- _Set exercise_:
The lines to be copied run from the one containing "Can you find the tall" to the end of the material below; reproduce them exactly, including both ends, and nothing more.

Pointing dataset excerpts:
-- BEGIN --

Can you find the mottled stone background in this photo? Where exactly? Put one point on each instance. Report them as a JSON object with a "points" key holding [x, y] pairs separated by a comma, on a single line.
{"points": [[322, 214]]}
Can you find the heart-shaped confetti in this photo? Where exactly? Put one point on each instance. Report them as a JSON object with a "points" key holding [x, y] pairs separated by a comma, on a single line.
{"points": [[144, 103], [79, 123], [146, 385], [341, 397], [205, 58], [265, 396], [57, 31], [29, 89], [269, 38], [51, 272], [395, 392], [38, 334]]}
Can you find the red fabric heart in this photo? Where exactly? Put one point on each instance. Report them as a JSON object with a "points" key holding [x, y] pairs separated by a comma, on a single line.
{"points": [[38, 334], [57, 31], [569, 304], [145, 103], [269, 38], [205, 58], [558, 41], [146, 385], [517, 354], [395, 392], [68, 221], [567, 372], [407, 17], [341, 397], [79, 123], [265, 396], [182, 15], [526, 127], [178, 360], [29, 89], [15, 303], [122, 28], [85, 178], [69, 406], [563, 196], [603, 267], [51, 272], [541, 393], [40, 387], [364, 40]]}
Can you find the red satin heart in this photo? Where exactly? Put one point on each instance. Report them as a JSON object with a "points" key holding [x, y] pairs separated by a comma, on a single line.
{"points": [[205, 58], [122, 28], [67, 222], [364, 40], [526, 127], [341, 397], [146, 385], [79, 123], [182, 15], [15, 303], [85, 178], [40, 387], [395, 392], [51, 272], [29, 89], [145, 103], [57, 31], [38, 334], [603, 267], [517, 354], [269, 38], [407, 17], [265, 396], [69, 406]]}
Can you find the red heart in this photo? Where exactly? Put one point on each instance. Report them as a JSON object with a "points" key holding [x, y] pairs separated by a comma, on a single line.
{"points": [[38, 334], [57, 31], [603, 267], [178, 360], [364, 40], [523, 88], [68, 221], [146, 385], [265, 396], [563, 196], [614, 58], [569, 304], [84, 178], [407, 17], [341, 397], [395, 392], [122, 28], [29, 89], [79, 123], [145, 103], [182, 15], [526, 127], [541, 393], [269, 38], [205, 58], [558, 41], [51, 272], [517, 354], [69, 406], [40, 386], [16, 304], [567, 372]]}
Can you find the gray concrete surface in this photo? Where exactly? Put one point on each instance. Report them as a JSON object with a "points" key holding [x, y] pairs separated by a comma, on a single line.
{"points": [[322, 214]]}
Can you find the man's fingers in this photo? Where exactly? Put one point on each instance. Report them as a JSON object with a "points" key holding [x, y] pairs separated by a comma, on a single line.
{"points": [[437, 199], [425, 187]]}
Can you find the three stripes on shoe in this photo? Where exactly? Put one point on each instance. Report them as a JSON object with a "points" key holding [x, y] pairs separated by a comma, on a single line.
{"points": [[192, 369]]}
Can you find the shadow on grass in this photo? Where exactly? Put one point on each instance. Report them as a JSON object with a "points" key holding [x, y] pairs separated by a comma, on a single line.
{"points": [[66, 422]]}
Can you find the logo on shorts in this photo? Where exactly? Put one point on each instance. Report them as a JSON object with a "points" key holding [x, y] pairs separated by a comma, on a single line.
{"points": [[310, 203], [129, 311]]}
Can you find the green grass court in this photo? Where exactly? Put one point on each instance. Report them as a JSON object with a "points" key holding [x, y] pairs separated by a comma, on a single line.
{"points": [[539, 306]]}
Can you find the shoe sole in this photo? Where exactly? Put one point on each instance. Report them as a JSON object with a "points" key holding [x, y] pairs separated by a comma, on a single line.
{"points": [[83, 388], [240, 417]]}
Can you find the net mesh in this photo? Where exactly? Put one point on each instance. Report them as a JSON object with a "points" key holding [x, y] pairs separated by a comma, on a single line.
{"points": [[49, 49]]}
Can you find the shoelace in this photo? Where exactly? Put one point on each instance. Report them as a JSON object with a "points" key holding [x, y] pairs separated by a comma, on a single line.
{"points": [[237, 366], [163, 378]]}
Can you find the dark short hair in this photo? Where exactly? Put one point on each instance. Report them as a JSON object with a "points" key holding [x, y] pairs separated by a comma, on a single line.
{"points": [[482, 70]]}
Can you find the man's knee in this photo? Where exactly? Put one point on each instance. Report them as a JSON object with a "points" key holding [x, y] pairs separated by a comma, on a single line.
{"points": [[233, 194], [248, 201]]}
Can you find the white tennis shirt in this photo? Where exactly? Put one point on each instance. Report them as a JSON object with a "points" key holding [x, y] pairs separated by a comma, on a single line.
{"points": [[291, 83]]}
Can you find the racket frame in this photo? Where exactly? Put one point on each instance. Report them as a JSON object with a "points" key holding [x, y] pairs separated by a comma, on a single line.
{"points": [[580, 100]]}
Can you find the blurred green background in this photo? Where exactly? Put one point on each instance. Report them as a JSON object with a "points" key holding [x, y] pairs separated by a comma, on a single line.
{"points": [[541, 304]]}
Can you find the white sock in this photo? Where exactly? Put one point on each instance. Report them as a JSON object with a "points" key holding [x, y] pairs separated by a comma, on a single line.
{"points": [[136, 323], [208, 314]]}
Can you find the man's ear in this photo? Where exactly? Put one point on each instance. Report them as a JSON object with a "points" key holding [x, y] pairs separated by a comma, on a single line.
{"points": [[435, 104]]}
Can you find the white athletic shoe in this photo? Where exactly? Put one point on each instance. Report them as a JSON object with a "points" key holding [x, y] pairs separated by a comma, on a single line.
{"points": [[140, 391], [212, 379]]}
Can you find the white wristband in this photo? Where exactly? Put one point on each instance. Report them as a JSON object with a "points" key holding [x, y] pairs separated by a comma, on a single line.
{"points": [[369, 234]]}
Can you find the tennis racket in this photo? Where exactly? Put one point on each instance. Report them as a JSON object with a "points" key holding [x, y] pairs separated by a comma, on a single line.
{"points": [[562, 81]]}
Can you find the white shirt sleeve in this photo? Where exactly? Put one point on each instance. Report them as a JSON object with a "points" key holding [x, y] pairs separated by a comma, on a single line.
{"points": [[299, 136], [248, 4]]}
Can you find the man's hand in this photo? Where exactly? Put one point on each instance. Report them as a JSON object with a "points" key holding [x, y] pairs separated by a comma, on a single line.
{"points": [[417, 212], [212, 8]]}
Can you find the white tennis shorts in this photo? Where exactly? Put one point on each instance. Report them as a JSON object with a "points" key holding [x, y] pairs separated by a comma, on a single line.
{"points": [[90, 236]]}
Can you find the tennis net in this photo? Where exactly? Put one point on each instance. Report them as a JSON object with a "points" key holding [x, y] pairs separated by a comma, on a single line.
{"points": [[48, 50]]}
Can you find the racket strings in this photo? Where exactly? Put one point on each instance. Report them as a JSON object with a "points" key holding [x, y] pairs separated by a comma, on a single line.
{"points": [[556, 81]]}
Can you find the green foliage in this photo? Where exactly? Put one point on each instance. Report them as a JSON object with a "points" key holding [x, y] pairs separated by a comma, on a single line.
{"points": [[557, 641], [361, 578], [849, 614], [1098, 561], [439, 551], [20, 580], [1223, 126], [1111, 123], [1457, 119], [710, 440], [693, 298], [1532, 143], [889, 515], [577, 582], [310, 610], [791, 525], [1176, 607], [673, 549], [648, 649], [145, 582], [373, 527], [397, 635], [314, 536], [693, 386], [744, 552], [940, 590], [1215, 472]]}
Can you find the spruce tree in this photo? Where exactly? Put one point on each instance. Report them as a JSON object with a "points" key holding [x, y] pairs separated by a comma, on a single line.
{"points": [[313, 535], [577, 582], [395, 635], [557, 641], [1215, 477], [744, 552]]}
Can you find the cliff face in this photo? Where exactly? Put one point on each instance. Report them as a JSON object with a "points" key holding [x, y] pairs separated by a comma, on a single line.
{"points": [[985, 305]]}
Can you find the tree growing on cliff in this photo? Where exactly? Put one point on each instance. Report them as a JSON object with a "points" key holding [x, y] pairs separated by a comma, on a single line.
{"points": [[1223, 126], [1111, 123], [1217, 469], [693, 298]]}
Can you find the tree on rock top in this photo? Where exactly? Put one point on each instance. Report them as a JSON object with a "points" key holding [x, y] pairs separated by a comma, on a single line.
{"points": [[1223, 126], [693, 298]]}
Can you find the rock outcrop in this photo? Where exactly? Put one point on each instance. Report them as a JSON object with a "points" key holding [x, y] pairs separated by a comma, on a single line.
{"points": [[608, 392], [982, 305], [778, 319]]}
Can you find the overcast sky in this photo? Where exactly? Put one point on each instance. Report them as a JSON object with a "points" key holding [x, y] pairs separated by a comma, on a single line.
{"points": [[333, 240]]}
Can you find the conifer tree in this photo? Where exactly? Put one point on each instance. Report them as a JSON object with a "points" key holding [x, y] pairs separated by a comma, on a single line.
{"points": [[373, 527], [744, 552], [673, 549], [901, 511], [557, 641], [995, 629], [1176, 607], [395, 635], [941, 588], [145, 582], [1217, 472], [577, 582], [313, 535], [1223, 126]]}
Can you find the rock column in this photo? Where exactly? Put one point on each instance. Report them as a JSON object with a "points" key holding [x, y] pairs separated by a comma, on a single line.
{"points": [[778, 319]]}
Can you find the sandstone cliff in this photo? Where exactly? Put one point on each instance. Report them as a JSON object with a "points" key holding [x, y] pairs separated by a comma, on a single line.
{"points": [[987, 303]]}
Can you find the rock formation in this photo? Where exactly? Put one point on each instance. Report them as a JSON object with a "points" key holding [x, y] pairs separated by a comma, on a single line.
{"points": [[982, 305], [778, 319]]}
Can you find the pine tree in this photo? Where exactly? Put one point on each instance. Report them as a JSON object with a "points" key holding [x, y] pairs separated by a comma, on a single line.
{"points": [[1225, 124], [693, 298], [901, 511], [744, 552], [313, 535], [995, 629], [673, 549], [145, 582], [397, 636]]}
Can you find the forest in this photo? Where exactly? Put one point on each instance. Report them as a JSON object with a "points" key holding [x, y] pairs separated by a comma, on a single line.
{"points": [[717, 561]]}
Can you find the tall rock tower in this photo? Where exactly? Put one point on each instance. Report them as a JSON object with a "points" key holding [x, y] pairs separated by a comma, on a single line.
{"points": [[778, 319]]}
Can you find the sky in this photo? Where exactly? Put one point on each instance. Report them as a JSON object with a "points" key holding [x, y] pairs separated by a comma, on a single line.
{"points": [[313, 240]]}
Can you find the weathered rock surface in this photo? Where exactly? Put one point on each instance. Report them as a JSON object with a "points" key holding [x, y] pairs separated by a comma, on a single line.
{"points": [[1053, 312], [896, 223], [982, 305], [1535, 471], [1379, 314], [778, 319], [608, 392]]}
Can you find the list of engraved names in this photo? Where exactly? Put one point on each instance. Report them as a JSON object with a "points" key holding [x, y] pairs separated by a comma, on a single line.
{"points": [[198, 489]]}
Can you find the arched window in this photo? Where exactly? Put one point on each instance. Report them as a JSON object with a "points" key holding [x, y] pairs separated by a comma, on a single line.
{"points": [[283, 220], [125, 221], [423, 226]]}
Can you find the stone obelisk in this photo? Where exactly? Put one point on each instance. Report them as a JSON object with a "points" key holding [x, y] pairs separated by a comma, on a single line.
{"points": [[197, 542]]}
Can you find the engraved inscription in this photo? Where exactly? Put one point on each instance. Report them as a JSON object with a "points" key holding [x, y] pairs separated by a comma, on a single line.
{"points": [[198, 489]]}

-- END --

- _Full output_:
Can you find the tall rock tower in this photo? Where exactly? Put one point on each instance. Report them as a JSON object with a "points" key holding [x, y] pairs separated by a comma, on a single line.
{"points": [[778, 319]]}
Can you find the sky in this photo? Where exactly? Put one point on each instance. Report them as a JSON object with a "points" key holding [x, y] pairs separated by a comma, on a single line.
{"points": [[313, 240]]}
Can you find the weathered rock surface in this photo? Where exactly? Put one point on each instance. Report them as a JSON object with a "points" key holding [x, y] pairs separated by a comma, on a single line.
{"points": [[1053, 312], [896, 223], [982, 305], [1535, 471], [1379, 314], [778, 319], [608, 392]]}
Can you find the list of engraved names in this photo? Where exactly? Put one point on each instance. Report them as a JSON object with a "points" key holding [x, y] pairs separated by a comma, on a single line.
{"points": [[198, 489]]}
Can you find the arched window in this photo? Where exactly? Put one point on each instance. Report them as a JSON object with a "points" key holding [x, y] pairs separated by a comma, on a single line.
{"points": [[283, 220], [125, 221], [423, 226]]}
Can you find the stone obelisk in this photo? Where exactly? Put one point on each instance. Report them as a JSON object with a "points" key holding [x, y] pairs separated by a comma, on a single line.
{"points": [[197, 542]]}
Can you find the engraved inscription in this photo? Where exactly? Put one point on each instance. Report them as a JSON object with a "points" key holding [x, y] pairs separated by a comma, on a single line.
{"points": [[198, 489]]}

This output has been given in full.